■ Provided entries
---*---
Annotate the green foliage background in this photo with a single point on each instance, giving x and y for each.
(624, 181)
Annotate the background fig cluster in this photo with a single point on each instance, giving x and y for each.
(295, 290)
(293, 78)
---*---
■ Your assignment
Nothing in the data above may be skipped; repeat it all exactly.

■ Answer box
Annotate the green foliage background in this photo with a single point on each instance, giving x and y for each.
(624, 181)
Annotate the background fig cluster in this photo with a single point on each instance, giving x and y for each.
(295, 290)
(293, 78)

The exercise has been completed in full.